(SUPPLIED INFORMATION)

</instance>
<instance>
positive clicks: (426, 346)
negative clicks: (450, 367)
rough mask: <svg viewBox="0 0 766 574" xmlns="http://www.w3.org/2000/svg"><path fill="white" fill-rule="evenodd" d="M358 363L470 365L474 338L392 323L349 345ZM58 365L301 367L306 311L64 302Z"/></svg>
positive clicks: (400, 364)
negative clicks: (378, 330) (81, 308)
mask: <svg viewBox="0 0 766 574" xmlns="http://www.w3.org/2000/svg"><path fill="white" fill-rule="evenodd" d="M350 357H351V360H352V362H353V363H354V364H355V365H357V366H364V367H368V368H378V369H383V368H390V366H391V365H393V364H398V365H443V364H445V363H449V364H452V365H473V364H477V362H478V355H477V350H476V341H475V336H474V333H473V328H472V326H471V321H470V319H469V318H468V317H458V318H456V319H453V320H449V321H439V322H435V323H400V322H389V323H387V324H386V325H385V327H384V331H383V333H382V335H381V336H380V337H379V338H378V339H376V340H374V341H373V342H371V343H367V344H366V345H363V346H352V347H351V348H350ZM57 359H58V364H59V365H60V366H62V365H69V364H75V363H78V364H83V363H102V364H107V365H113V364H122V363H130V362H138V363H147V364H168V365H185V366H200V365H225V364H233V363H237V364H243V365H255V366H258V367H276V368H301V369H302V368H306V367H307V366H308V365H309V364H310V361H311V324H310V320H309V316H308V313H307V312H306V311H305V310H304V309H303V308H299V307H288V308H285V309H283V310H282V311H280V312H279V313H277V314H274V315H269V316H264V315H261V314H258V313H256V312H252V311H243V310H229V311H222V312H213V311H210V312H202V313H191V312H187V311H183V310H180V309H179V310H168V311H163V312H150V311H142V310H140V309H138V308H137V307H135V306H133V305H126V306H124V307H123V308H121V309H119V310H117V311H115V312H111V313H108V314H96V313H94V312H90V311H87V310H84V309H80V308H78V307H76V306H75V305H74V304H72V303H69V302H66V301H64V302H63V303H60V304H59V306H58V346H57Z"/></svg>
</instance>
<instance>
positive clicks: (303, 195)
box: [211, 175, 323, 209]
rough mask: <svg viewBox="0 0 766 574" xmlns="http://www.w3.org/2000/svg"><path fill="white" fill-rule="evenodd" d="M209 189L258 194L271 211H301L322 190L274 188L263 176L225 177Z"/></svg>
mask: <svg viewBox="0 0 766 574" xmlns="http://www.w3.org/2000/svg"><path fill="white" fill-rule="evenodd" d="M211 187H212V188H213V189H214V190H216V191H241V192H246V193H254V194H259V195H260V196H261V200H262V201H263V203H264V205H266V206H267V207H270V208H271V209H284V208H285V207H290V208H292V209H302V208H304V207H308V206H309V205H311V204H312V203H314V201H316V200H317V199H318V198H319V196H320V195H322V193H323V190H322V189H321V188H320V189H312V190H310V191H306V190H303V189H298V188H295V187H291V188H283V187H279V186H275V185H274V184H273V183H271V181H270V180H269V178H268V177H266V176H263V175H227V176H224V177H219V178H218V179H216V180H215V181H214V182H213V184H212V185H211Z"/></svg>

(End SUPPLIED INFORMATION)

Repeat the full set of records exactly.

• [RESPONSE TO THIS EXERCISE]
</instance>
<instance>
positive clicks: (426, 346)
negative clicks: (450, 367)
rough mask: <svg viewBox="0 0 766 574" xmlns="http://www.w3.org/2000/svg"><path fill="white" fill-rule="evenodd" d="M358 363L470 365L474 338L392 323L349 345ZM58 365L301 367L306 311L64 302Z"/></svg>
positive clicks: (400, 364)
negative clicks: (378, 330) (81, 308)
mask: <svg viewBox="0 0 766 574" xmlns="http://www.w3.org/2000/svg"><path fill="white" fill-rule="evenodd" d="M350 357H351V360H352V362H353V363H354V364H355V365H357V366H364V367H368V368H378V369H383V368H390V366H391V365H393V364H398V365H443V364H445V363H449V364H452V365H473V364H477V362H478V355H477V350H476V341H475V336H474V333H473V328H472V326H471V321H470V319H469V318H468V317H458V318H456V319H453V320H449V321H439V322H435V323H400V322H389V323H387V324H386V325H385V327H384V331H383V333H382V335H381V336H380V337H379V338H378V339H376V340H374V341H373V342H371V343H367V344H366V345H363V346H352V347H351V348H350ZM57 359H58V364H59V365H60V366H62V365H69V364H75V363H78V364H83V363H102V364H107V365H113V364H122V363H130V362H138V363H147V364H168V365H185V366H200V365H225V364H233V363H237V364H243V365H255V366H258V367H276V368H301V369H302V368H306V367H307V366H308V365H309V364H310V361H311V324H310V320H309V316H308V313H307V312H306V311H305V310H304V309H303V308H299V307H288V308H285V309H283V310H282V311H280V312H279V313H277V314H274V315H269V316H264V315H261V314H258V313H256V312H252V311H243V310H229V311H222V312H213V311H210V312H202V313H191V312H187V311H183V310H180V309H179V310H168V311H163V312H150V311H142V310H140V309H138V308H137V307H135V306H133V305H126V306H124V307H123V308H121V309H119V310H117V311H115V312H111V313H108V314H96V313H94V312H90V311H87V310H84V309H80V308H78V307H76V306H75V305H74V304H72V303H69V302H66V301H64V302H63V303H60V304H59V306H58V346H57Z"/></svg>
</instance>
<instance>
positive clicks: (303, 195)
box: [211, 175, 323, 209]
rough mask: <svg viewBox="0 0 766 574" xmlns="http://www.w3.org/2000/svg"><path fill="white" fill-rule="evenodd" d="M209 189L258 194L271 211H301L322 190L274 188L263 176L225 177Z"/></svg>
mask: <svg viewBox="0 0 766 574" xmlns="http://www.w3.org/2000/svg"><path fill="white" fill-rule="evenodd" d="M211 187H212V188H213V189H214V190H216V191H241V192H246V193H254V194H259V195H260V196H261V200H262V201H263V203H264V205H266V206H267V207H270V208H271V209H284V208H285V207H290V208H292V209H302V208H304V207H308V206H309V205H311V204H312V203H314V201H316V200H317V199H318V198H319V196H320V195H322V193H323V190H322V189H321V188H320V189H312V190H310V191H306V190H303V189H298V188H295V187H291V188H283V187H279V186H275V185H274V184H273V183H271V181H270V180H269V178H268V177H266V176H263V175H227V176H224V177H219V178H218V179H216V180H215V181H214V182H213V184H212V185H211Z"/></svg>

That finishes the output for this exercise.